**WORK INSTRUCTIONS**
Copy the rows from the line with "[trace] small bird" through the end of the rows, replacing "small bird" with "little bird" and changing nothing else. Leave the pictures out.

**GIVEN INFORMATION**
•••
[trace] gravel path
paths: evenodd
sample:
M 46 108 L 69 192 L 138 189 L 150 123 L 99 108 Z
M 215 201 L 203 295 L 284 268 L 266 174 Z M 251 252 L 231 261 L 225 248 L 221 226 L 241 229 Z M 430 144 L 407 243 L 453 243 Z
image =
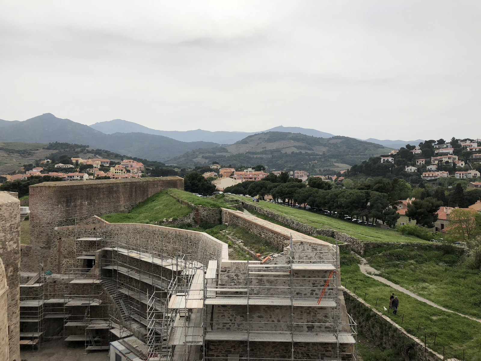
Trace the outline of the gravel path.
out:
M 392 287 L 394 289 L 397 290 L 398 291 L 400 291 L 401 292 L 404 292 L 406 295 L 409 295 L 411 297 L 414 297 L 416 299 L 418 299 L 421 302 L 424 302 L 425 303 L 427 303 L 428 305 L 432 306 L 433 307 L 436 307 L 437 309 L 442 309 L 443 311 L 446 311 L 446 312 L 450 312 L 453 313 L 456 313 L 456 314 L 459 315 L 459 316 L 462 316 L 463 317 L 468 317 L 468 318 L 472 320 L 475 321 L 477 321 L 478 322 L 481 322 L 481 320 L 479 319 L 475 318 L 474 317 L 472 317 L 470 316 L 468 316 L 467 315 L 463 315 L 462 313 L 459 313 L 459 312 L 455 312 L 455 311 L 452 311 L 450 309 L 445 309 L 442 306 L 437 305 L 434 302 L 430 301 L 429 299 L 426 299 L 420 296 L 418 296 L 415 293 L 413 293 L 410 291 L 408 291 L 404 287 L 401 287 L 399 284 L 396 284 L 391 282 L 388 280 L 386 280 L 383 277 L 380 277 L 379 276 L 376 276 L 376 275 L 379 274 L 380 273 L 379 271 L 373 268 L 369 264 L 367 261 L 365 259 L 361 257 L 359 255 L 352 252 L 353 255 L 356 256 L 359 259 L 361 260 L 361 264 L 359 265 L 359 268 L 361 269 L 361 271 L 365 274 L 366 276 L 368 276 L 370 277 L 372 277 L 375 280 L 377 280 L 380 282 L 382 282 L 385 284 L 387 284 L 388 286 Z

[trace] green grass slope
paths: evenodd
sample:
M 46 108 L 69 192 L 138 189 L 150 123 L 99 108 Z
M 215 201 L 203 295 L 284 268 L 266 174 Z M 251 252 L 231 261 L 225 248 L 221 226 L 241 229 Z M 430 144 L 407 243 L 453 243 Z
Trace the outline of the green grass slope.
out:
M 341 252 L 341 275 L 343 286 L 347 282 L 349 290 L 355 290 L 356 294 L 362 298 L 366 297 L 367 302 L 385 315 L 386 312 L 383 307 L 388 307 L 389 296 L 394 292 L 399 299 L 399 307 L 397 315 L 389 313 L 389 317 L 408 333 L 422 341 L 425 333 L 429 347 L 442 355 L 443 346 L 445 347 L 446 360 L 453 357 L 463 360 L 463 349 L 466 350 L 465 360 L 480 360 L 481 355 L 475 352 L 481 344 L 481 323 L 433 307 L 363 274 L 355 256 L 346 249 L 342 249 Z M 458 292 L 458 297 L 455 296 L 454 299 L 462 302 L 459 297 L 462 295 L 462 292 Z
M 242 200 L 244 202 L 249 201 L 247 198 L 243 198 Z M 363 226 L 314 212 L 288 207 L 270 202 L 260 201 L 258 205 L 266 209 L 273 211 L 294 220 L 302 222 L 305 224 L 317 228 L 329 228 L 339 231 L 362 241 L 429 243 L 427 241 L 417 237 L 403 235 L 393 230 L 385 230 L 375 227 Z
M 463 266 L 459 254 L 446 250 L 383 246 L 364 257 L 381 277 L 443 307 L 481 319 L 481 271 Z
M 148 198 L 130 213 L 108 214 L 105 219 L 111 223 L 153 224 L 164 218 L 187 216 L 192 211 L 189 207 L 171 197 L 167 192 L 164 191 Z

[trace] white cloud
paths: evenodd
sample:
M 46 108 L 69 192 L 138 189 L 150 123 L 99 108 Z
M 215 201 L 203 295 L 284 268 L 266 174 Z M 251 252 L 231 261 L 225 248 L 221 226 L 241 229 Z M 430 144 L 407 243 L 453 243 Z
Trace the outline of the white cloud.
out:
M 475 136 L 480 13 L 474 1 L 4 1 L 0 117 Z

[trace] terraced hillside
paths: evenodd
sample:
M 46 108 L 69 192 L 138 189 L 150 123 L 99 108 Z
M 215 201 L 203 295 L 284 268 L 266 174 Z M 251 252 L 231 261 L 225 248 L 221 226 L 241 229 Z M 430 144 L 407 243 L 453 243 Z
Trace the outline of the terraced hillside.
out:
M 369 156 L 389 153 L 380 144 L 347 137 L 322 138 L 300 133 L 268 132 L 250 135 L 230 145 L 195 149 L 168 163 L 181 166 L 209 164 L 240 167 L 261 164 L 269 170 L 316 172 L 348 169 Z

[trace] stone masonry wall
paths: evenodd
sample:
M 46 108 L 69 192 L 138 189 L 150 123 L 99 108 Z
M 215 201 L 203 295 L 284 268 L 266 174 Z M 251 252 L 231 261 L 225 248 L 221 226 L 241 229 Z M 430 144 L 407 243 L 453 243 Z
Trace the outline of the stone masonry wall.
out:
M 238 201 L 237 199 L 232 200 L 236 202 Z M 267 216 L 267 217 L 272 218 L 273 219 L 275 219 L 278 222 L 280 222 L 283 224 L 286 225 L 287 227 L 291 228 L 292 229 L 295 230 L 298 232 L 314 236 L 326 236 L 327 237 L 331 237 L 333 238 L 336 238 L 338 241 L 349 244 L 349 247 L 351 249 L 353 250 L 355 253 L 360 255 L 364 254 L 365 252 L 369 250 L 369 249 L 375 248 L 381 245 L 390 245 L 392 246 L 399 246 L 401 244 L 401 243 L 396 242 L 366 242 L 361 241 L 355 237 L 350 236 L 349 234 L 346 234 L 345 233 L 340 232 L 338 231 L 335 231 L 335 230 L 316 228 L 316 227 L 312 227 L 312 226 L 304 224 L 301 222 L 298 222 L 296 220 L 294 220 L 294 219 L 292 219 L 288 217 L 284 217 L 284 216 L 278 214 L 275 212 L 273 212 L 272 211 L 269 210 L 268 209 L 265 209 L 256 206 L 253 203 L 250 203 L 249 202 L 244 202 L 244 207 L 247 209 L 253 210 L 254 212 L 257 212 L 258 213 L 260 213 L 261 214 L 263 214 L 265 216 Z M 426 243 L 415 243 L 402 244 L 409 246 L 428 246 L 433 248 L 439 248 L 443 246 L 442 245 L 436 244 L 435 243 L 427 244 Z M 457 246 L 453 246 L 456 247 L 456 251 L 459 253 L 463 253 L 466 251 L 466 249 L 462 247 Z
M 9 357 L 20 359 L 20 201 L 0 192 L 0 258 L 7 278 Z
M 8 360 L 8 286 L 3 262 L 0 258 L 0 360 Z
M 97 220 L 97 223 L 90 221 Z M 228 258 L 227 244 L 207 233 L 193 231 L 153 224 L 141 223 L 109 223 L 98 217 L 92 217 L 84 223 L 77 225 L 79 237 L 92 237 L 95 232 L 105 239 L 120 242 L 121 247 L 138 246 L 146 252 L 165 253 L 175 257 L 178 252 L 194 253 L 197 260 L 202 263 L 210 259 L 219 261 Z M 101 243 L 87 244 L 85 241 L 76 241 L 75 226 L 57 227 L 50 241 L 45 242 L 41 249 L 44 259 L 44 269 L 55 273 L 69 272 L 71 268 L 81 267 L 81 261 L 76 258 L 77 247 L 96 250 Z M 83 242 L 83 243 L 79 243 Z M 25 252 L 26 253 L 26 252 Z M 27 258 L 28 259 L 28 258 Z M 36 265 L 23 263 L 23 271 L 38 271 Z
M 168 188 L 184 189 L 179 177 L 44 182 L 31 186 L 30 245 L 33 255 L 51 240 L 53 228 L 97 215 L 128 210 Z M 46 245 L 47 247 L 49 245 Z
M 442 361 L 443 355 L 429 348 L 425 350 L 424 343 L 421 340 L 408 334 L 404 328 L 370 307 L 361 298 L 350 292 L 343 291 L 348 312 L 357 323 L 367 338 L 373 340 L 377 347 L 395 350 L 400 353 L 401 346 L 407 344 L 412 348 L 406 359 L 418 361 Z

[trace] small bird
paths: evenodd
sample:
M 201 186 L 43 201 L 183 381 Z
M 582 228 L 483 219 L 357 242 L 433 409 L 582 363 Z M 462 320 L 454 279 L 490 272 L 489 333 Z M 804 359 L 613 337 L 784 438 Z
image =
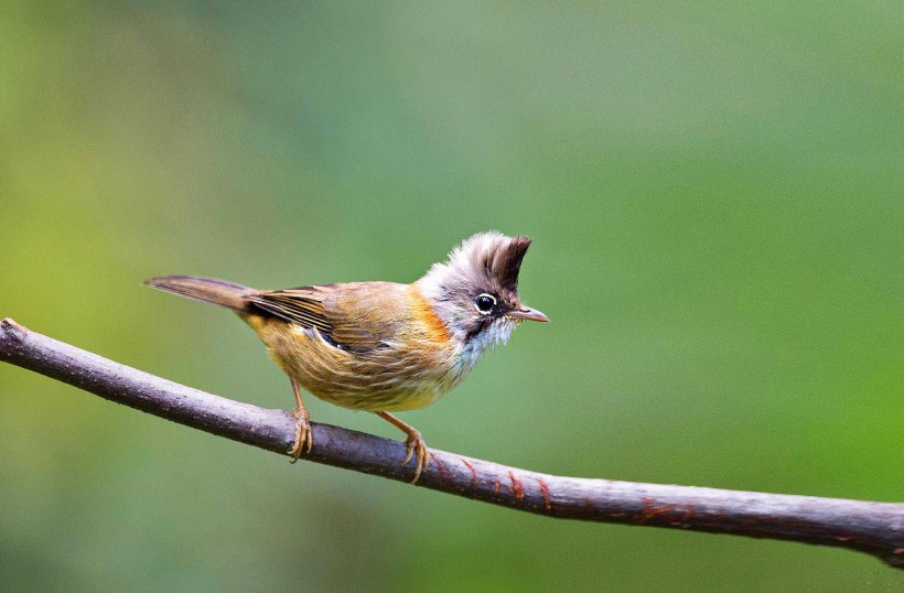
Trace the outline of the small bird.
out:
•••
**OUTPUT OF THE EXERCISE**
[trace] little bird
paths: evenodd
sample:
M 201 186 L 43 201 L 183 381 Z
M 582 228 L 483 219 L 357 242 L 433 409 L 582 363 Z M 462 320 L 454 279 L 490 272 L 489 333 Z M 804 359 L 613 337 L 784 438 Z
image =
Trace the outline of the little bird.
out:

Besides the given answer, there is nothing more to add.